** Your goal **
From the line with "This endpoint accepts" to the final line of the records, reproduce every line exactly and only those lines.

Stored dataset items
• • • • •

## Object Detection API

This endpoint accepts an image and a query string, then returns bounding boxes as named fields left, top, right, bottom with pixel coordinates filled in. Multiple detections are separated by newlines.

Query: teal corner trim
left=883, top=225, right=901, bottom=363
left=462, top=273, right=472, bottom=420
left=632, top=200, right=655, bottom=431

• • • • •

** Response area **
This endpoint accepts an image and a query string, then returns bounding boxes as named fields left, top, right, bottom with pixel coordinates filled in. Multiple detections are separated by newlines.

Query: teal corner trim
left=883, top=225, right=901, bottom=363
left=462, top=273, right=472, bottom=420
left=632, top=200, right=655, bottom=431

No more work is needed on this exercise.